> **What needs to be done**: An exact copy of all the data is required, with pictures left out.

[Supplied material Boundary: Start]

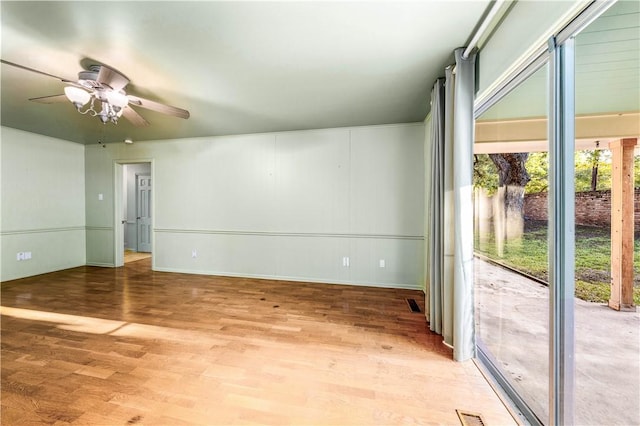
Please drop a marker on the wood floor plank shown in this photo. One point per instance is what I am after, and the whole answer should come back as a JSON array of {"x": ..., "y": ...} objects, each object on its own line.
[{"x": 131, "y": 346}]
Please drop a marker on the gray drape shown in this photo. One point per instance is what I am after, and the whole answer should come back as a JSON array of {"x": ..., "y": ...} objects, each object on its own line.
[
  {"x": 435, "y": 210},
  {"x": 450, "y": 209}
]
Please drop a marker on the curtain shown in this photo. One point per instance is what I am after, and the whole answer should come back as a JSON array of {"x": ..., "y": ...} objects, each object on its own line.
[
  {"x": 464, "y": 346},
  {"x": 435, "y": 210},
  {"x": 450, "y": 209}
]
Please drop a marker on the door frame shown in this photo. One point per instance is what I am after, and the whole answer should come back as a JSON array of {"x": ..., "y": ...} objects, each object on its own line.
[{"x": 118, "y": 226}]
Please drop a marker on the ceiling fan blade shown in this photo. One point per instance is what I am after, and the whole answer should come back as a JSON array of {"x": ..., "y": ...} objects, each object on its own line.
[
  {"x": 50, "y": 99},
  {"x": 112, "y": 78},
  {"x": 64, "y": 80},
  {"x": 135, "y": 118},
  {"x": 155, "y": 106}
]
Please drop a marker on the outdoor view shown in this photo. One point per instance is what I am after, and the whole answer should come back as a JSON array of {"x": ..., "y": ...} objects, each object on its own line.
[
  {"x": 511, "y": 221},
  {"x": 512, "y": 311}
]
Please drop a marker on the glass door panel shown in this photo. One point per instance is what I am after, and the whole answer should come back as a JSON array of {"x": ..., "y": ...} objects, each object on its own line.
[{"x": 511, "y": 246}]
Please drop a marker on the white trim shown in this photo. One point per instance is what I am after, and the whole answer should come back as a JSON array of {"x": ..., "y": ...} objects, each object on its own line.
[
  {"x": 290, "y": 278},
  {"x": 287, "y": 234}
]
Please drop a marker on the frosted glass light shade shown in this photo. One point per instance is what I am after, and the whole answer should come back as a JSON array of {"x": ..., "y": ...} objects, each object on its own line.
[
  {"x": 117, "y": 99},
  {"x": 76, "y": 95}
]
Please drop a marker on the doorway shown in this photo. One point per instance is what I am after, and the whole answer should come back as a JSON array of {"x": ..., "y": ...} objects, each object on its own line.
[{"x": 134, "y": 212}]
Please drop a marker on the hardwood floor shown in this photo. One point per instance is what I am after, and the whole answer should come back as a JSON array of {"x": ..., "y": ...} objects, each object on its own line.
[
  {"x": 134, "y": 256},
  {"x": 131, "y": 346}
]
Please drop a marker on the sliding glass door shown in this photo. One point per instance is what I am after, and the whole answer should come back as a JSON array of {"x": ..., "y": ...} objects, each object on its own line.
[{"x": 511, "y": 242}]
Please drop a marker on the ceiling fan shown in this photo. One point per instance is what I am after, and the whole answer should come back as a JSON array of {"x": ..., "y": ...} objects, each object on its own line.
[{"x": 100, "y": 91}]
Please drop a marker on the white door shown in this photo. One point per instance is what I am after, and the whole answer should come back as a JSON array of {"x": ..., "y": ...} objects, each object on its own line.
[{"x": 143, "y": 185}]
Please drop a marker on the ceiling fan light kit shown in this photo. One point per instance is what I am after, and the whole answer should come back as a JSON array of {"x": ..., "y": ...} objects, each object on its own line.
[{"x": 102, "y": 88}]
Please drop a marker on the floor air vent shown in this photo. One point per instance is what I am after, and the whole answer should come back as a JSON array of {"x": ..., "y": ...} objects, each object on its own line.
[
  {"x": 413, "y": 305},
  {"x": 470, "y": 419}
]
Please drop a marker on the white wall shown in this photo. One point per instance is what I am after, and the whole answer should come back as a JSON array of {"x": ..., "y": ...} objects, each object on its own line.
[
  {"x": 285, "y": 205},
  {"x": 43, "y": 205}
]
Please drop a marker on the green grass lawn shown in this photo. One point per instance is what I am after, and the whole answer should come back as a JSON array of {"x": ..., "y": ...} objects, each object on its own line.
[{"x": 593, "y": 258}]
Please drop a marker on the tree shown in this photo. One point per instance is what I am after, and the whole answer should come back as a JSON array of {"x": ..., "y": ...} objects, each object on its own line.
[
  {"x": 538, "y": 168},
  {"x": 509, "y": 199},
  {"x": 595, "y": 162}
]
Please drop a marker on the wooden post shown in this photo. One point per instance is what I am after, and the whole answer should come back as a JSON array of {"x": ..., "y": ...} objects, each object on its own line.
[{"x": 622, "y": 198}]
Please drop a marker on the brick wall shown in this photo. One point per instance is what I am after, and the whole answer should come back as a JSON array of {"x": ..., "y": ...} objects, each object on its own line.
[{"x": 593, "y": 208}]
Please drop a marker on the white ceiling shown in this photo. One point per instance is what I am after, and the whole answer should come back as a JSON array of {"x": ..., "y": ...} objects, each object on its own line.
[{"x": 238, "y": 67}]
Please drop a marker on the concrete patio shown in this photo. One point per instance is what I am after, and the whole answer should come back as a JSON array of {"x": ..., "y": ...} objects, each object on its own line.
[{"x": 512, "y": 320}]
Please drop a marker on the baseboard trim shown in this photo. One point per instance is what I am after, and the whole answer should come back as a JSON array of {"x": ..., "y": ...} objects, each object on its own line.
[{"x": 289, "y": 278}]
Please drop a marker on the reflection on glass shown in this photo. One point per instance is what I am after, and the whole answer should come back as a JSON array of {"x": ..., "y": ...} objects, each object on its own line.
[
  {"x": 608, "y": 110},
  {"x": 510, "y": 179}
]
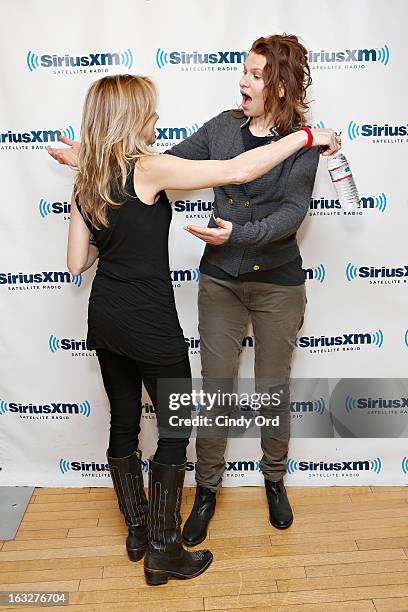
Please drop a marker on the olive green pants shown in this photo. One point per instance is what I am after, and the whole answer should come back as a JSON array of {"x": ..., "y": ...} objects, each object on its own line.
[{"x": 276, "y": 312}]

[Supplied material Boundary: End]

> **Exercise output**:
Please drop a marker on the wood floor plank shown in this photo. One point per instance is what I am after, and the whole answer should come back as a JSON array of {"x": ..., "y": ...} objects, each object on its own line.
[{"x": 131, "y": 346}]
Please drop a marker on the gray drape shown in this photo. One point per instance is what I am after, and the whole answer should come back as a JSON array of {"x": ..., "y": ...} objects, each object on its own line.
[
  {"x": 435, "y": 210},
  {"x": 450, "y": 209}
]
Please drop a marker on the curtain shown in this photo. One point per instance is what I am after, and the whole answer should come back as a JSON array of {"x": ..., "y": ...} objects, each object on its own line.
[
  {"x": 464, "y": 346},
  {"x": 435, "y": 210},
  {"x": 450, "y": 209}
]
Please drop a marker on the door frame shown in this photo. One point per instance is what I am after, and the whole answer should come back as a JSON array of {"x": ..., "y": ...} objects, each object on its own line.
[{"x": 118, "y": 226}]
Please drop a marker on the ceiling fan blade shown in this photo. One point per instance is what I am after, and the whole answer should come back as a JSON array of {"x": ..., "y": ...} objects, each object on its own line.
[
  {"x": 50, "y": 99},
  {"x": 112, "y": 78},
  {"x": 64, "y": 80},
  {"x": 135, "y": 118},
  {"x": 155, "y": 106}
]
Please drop a marker on the outdoor view shown in this photo. One point per instance is what I am after, and the whole answer should come back as a JSON array of {"x": ..., "y": ...} objects, each object on its own line.
[
  {"x": 511, "y": 221},
  {"x": 512, "y": 311}
]
Please drop a marker on the glass door panel shown in this photo. One point per instance is what I am after, and the whole answer should come back as a JSON array of {"x": ..., "y": ...} objects, each object on its own line.
[{"x": 511, "y": 246}]
Please drop a marker on the white trim shown in this photo. One point per instance is what I am after, and the whole answer should come back as a JSON array of {"x": ..., "y": ...} objects, each object on its own line.
[
  {"x": 290, "y": 278},
  {"x": 287, "y": 234}
]
Please drop a marker on the frosted glass light shade shown in this photo. One point per instance is what I am after, and the whole answer should come back as a JSON array of {"x": ..., "y": ...} objects, each object on its own line.
[
  {"x": 117, "y": 99},
  {"x": 76, "y": 95}
]
Please drop a marker on the doorway shown in this photo. One point per instance is what I am after, and the whole answer should come back as a JSON array of {"x": ..., "y": ...} objects, each object on its own line.
[{"x": 134, "y": 212}]
Please drop a marker on the hardwood floor shown in this photo. One point per instance is what I am after, and the whole answer should come back as a JSON array of {"x": ..., "y": ...} objects, each object on its own line.
[
  {"x": 134, "y": 256},
  {"x": 131, "y": 346}
]
Please drop a marker on the sliding glass door shown in this photo. One point per instance is what I am after, and the whole answer should come back as a JSON array of {"x": ..., "y": ...} objects, each object on its own line.
[{"x": 511, "y": 242}]
Please drop a marker on the ceiling fan shown in this photo. One point per instance is what I am after, and the whole answer should come back as a JSON array of {"x": ..., "y": ...} objects, each object on its own line.
[{"x": 100, "y": 91}]
Please drop a marker on the white door shown in this photo. One point per instance is what I am after, and the whole answer should come back as a JSON array of {"x": ..., "y": ...} objects, each object on its own line.
[{"x": 143, "y": 185}]
Please drop a marker on the ceiling fan light kit shown in this photo. One point per instance is what I am after, and the whole answer should come back as a JSON array of {"x": ..., "y": ...} objects, each object on its own line.
[{"x": 102, "y": 88}]
Please drop a marker on the floor air vent shown in this photo. One point per instance is what I am after, and the whole answer should come back as a JSON array of {"x": ..., "y": ...} objects, each object on its own line.
[
  {"x": 413, "y": 305},
  {"x": 470, "y": 419}
]
Please drop a marker on the white wall shown in this photo. One point per instance is what I am after, and the whole answer should come back as a JSON array of {"x": ..., "y": ...} objects, each object on its own line.
[
  {"x": 285, "y": 205},
  {"x": 43, "y": 205}
]
Please drop a marker on the green grass lawn shown in this photo. One point per instance is what I am after, and the whole answer should come back as a JSON array of {"x": ..., "y": ...} objects, each object on its own line.
[{"x": 593, "y": 258}]
Please drop a marker on the tree shown in this photo. One point per instance is what I am after, and the whole answer should come back as a JSON array of {"x": ..., "y": ...} objects, each object on its own line.
[
  {"x": 538, "y": 168},
  {"x": 509, "y": 199},
  {"x": 595, "y": 162}
]
Please drop a marker on the wooden post shown in this photo. One point per instance is what I am after, and the whole answer should come back as a JSON array of {"x": ..., "y": ...} objects, each object on its own line.
[{"x": 622, "y": 198}]
Please drop a marker on the brick wall shown in this photo. One point per instance is what I am after, and the whole answer should come back as a JSON array of {"x": ..., "y": ...} objects, each object on its own line.
[{"x": 593, "y": 208}]
Please drop a marker on the white ceiling shown in this photo. One point per instance is what I am after, and the whole answer should come back as a JSON array of {"x": ..., "y": ...} objects, each object on its own line.
[{"x": 238, "y": 67}]
Please drop a marker on the concrete patio shown in this photo. One point per instance is what I am after, and the whole answer should come back as a JSON array of {"x": ..., "y": ...} objects, each object on its own line.
[{"x": 512, "y": 320}]
Please drop a marker on the baseboard trim shown in this photo. One point per instance is what I am after, and the whole answer should come back as a JSON array of {"x": ..., "y": ...} objects, each object on its own line.
[{"x": 289, "y": 278}]
Please drop a marker on the reflection on glass shown in this photo. One point per instance is what I am after, and the whole answer should come back as a JSON array of {"x": ..., "y": ...} objects, each object on its own line.
[
  {"x": 608, "y": 110},
  {"x": 510, "y": 179}
]
Please drop a marker on the olive green pants shown in this photo. One point per instance is what I am after, and the whole answer should come back as a JSON array of {"x": ..., "y": ...} objects, each object on its own line.
[{"x": 276, "y": 312}]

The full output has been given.